Text excerpt:
━━━━━━━━━━━━━━━━

The Northwestern Ontario Municipal Association president hopes the embattled senator will step aside.
Landry
Shuniah mayor and NOMA president, Wendy Landry. (File).

THUNDER BAY - The Northwestern Ontario Municipal Association has joined a growing chorus of municipalities, Indigenous leaders, and mayors calling for Senator Lynn Beyak’s resignation.

The NOMA board voted in favour of calling for Beyak’s resignation after comments made by the senator from Northwestern Ontario in an open letter issued earlier this month speaking out about the federal government’s decision to create a second ministry responsible for Indigenous issues.

In the letter, Beyak said the problems facing Indigenous people do not relate to the residential school system, but rather are related to the “Indian Act Industry in Ottawa.”

Beyak, who was appointed to the Senate by Prime Minister Stephen Harper and served on the Senate’s Aboriginal People’s committee, first made headlines when she said some Indigenous youth benefited from the residential school system during a Mar. 7 Senate speech.

━━━━━━━━━━━━━━━━

Listed records:

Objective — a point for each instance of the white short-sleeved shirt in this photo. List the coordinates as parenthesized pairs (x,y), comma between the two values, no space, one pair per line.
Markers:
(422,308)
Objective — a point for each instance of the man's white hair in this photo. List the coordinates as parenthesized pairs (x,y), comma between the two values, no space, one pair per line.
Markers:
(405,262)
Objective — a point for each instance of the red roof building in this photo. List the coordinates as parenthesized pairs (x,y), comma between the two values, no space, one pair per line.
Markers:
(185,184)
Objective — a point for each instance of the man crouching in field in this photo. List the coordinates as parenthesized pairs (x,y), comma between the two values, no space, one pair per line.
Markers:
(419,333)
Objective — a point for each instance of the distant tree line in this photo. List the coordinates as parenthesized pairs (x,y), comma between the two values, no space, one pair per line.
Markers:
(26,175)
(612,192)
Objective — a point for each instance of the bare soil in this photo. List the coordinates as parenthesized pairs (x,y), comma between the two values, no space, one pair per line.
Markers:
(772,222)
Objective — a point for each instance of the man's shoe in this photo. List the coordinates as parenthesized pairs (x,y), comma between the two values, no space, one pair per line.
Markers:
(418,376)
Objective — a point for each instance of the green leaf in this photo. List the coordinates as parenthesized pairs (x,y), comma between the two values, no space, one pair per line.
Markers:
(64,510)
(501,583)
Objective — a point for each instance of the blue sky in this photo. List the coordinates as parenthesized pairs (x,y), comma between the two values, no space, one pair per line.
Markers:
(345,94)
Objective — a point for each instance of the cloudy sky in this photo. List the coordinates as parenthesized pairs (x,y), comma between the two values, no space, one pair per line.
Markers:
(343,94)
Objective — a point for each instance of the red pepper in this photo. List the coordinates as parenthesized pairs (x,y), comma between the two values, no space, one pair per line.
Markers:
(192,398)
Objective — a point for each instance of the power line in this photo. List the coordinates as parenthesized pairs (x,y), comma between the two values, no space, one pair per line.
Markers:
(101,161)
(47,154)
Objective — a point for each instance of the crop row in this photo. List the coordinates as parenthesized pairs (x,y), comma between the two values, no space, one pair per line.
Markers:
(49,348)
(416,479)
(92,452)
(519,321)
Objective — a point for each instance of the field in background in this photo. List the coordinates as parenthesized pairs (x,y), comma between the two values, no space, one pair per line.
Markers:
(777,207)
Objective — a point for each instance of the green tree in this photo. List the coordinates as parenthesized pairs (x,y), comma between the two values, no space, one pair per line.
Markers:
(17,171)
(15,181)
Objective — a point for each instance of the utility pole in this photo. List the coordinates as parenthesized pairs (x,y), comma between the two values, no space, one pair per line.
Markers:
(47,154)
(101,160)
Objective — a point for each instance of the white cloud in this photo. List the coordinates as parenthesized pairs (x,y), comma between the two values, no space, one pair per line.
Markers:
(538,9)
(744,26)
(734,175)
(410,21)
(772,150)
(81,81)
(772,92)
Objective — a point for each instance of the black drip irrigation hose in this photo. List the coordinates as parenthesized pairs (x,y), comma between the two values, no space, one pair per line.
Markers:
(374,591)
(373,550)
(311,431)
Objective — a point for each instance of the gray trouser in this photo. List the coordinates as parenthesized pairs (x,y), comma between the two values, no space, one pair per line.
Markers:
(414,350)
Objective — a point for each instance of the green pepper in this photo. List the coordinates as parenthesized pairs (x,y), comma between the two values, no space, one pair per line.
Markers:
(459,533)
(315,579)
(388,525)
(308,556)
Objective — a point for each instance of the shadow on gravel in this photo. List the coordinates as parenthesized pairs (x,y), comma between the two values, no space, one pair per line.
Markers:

━━━━━━━━━━━━━━━━

Tasks:
1. According to the Beyak article, who appointed Lynn Beyak to the Senate?
2. From the Beyak article, repeat word for word the part that opens with the words containing "The NOMA board" and closes with "for Indigenous issues.".
This data was taken from a separate source.

Solutions to each task:
1. Prime Minister Stephen Harper.

2.
The NOMA board voted in favour of calling for Beyak’s resignation after comments made by the senator from Northwestern Ontario in an open letter issued earlier this month speaking out about the federal government’s decision to create a second ministry responsible for Indigenous issues.